### SHORT TASK A
Rewrite the stretch of the listing from the line containing "In this photo, where can the man's hand" through the end of the listing as a Markdown table with the columns Row and Listing line, leaving out blank lines.

-------- PAGE TEXT --------

Today, I was looking into the new jnlp_href way of launching a Java Applet. Just like applet-launcher, this allows one to create applets that depend on native libraries without the usual hassle of manually downloading the files and installing them.

Contrary to applet-launcher, it’s built into the later versions of Java 1.6 and it’s officially supported, so I have higher hopes concerning its robustness.

It’s even possible to keep the applet-launcher calls in there if the user has an older Java Plugin that doesn’t support jnlp_href yet.

So in the end, you just write a .jnlp file describing your applet and add

<param name="jnlp_href" value="http://www.example.com/path/to/your/file.jnlp">

and be done with it.

Unless of course, your JNLP file has a syntax error. Then you’ll get this in your error console (at least in case of this specific syntax error):

java.lang.NullPointerException
    at sun.plugin2.applet.Plugin2Manager.findAppletJDKLevel(Unknown Source)
    at sun.plugin2.applet.Plugin2Manager.createApplet(Unknown Source)
    at sun.plugin2.applet.Plugin2Manager$AppletExecutionRunnable.run(Unknown Source)
    at java.lang.Thread.run(Unknown Source)
Ausnahme: java.lang.NullPointerException

How helpful is that?

Thanks, by the way, for insisting to display a half-assed German translation on my otherwise english OS: Never use locale info for determining the UI langauge, please.

Of course, this error does not give any indication of what the problem could be.

And even worse: The error in question is the topic of this blog post: It’s the dreaded Alt-Space character, 0xa0, or NBSP in ISO 8859-1.

0xa0 looks like a space, feels like a space, is incredibly easy to type instead of a space, but it’s not a space – not in the least. Depending on your compiler/parser, this will blow up in various ways:

pilif@celes ~ % ls | grep gnegg
zsh: command not found:  grep
pilif@celes ~ %
pilif@celes ~ % cat test.php
<?
echo "gnegg";
?>
pilif@celes ~ % php test.php
PHP Parse error:  syntax error, unexpected T_CONSTANT_ENCAPSED_STRING in /Users/pilif/test.php on line 2

Parse error: syntax error, unexpected T_CONSTANT_ENCAPSED_STRING in /Users/pilif/test.php on line 2
pilif@celes ~ %

and so on.

Now you people in the US with US keyboard layouts might think that I’m just one of those whiners – after all, how stupid must one be to press Alt-Space all the time? Probably stupid enough to deserve stuff like this.

Before you think these nasty thoughts, I ask you to consider the Swiss German keyboard layout though: Nearly all the characters use programmers use are accessed by pressing Alt-[some letter]. At least on the Mac. Windows uses AltGr, or right-alt, but on the mac, any alt will do.

So when you look at the shell line above:

ls | grep gnegg

you’ll see how easy it is to hit alt-space: First I type ls, then space. Then I press and hold alt-7 for the pipe and then, I am supposed to let go of alt and hit space. But because my left hand is on alt and the right one is pressing space, it’s very easy to hit space before letting go of alt.

Now instead of getting immediate feedback, nothing happens. It looks as if the space had been added, when in fact, something else has been added and that something is not recognized as a white space character and thus is something completely different from a space – despite looking exactly the same.

As much fun as reading hexdump -C output is – I need this to stop.

-------- GIVEN ENTRIES --------

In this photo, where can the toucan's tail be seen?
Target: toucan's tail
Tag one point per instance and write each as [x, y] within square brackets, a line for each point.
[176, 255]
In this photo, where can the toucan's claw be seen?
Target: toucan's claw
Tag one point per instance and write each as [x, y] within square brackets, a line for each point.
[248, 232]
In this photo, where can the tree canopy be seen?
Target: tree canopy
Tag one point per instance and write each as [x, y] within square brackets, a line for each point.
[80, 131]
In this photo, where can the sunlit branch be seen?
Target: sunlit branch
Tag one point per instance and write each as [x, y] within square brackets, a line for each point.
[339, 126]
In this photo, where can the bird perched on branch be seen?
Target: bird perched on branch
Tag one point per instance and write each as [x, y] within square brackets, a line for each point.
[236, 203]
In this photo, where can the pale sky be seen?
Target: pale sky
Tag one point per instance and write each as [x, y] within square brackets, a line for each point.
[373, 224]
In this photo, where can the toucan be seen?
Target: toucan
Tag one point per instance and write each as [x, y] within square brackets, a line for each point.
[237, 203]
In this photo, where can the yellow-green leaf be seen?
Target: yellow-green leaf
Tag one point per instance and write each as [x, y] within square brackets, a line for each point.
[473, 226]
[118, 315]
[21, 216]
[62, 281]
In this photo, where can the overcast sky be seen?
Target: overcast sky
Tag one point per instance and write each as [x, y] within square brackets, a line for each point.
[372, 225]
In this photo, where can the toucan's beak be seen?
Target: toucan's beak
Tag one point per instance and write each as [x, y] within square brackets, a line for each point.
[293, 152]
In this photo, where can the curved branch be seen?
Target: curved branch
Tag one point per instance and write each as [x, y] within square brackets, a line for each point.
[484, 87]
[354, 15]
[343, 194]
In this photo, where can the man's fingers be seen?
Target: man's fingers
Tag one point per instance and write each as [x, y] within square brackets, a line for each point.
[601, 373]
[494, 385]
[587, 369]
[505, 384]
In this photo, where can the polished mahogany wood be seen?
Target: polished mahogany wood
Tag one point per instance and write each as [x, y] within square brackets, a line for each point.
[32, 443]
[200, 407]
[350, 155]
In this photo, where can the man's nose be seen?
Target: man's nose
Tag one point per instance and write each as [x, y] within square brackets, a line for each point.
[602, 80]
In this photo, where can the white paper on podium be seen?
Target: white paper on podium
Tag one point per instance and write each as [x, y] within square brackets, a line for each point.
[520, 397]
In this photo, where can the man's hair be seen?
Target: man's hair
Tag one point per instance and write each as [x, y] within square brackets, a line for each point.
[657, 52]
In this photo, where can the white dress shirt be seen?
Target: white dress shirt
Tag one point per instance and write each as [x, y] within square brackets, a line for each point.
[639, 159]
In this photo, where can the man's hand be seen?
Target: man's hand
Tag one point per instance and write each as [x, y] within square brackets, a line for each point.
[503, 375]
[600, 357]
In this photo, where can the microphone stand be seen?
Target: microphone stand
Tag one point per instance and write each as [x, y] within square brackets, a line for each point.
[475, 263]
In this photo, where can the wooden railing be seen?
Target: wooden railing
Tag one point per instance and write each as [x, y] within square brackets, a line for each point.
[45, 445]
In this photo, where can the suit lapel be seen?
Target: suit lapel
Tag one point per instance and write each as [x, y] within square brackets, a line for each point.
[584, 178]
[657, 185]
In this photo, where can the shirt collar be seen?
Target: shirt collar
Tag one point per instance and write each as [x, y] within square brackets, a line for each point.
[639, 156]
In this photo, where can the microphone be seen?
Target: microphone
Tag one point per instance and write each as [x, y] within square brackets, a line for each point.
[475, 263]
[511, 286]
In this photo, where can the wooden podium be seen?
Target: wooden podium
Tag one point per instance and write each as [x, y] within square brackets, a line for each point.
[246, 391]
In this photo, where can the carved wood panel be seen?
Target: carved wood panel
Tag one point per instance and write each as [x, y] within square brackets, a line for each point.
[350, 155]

--------

### SHORT TASK B
According to the page text, which character caused the JNLP syntax error?

### FINISHED ANSWER A
| Row | Listing line |
|---|---|
| 1 | In this photo, where can the man's hand be seen? |
| 2 | Target: man's hand |
| 3 | Tag one point per instance and write each as [x, y] within square brackets, a line for each point. |
| 4 | [503, 375] |
| 5 | [600, 357] |
| 6 | In this photo, where can the microphone stand be seen? |
| 7 | Target: microphone stand |
| 8 | Tag one point per instance and write each as [x, y] within square brackets, a line for each point. |
| 9 | [475, 263] |
| 10 | In this photo, where can the wooden railing be seen? |
| 11 | Target: wooden railing |
| 12 | Tag one point per instance and write each as [x, y] within square brackets, a line for each point. |
| 13 | [45, 445] |
| 14 | In this photo, where can the suit lapel be seen? |
| 15 | Target: suit lapel |
| 16 | Tag one point per instance and write each as [x, y] within square brackets, a line for each point. |
| 17 | [584, 178] |
| 18 | [657, 185] |
| 19 | In this photo, where can the shirt collar be seen? |
| 20 | Target: shirt collar |
| 21 | Tag one point per instance and write each as [x, y] within square brackets, a line for each point. |
| 22 | [639, 156] |
| 23 | In this photo, where can the microphone be seen? |
| 24 | Target: microphone |
| 25 | Tag one point per instance and write each as [x, y] within square brackets, a line for each point. |
| 26 | [475, 263] |
| 27 | [511, 286] |
| 28 | In this photo, where can the wooden podium be seen? |
| 29 | Target: wooden podium |
| 30 | Tag one point per instance and write each as [x, y] within square brackets, a line for each point. |
| 31 | [246, 391] |
| 32 | In this photo, where can the carved wood panel be seen? |
| 33 | Target: carved wood panel |
| 34 | Tag one point per instance and write each as [x, y] within square brackets, a line for each point. |
| 35 | [350, 155] |

### FINISHED ANSWER B
The Alt-Space character, 0xa0, or NBSP in ISO 8859-1.